* **Work to complete**
Format everything from the line containing "of white pedestal" down to the end of the material as a JSON list of strings, one string per line, leaving out blank lines.

* **Supplied material**

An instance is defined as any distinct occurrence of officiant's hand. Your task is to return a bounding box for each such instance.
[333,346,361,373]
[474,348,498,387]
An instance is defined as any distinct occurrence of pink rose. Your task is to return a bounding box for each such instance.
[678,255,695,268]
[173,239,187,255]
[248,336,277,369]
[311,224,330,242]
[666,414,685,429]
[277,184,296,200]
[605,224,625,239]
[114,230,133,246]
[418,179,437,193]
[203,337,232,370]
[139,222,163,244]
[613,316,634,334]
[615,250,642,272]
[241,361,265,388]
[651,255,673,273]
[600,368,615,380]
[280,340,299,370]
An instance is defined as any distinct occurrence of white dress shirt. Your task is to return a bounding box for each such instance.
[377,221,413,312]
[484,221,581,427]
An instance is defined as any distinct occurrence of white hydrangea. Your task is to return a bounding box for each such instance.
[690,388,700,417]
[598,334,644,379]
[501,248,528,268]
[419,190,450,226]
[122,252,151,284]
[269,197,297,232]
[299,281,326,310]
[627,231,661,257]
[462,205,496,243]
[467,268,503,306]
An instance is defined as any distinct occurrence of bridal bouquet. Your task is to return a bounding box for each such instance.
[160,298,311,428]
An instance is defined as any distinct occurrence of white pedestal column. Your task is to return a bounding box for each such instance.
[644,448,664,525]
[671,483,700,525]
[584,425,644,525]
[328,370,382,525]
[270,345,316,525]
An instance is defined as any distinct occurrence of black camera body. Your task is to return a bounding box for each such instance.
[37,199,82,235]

* **Solved exercise**
[
  "An instance is defined as any distinct occurrence of white pedestal column. Your task is to return a bounding box for each such instance.",
  "[644,448,664,525]",
  "[671,483,700,525]",
  "[584,425,644,525]",
  "[328,370,382,525]",
  "[270,345,316,525]",
  "An instance is defined as any distinct occurrence of black camera body. Your task is to return a bounding box for each such instance.",
  "[37,199,82,235]"
]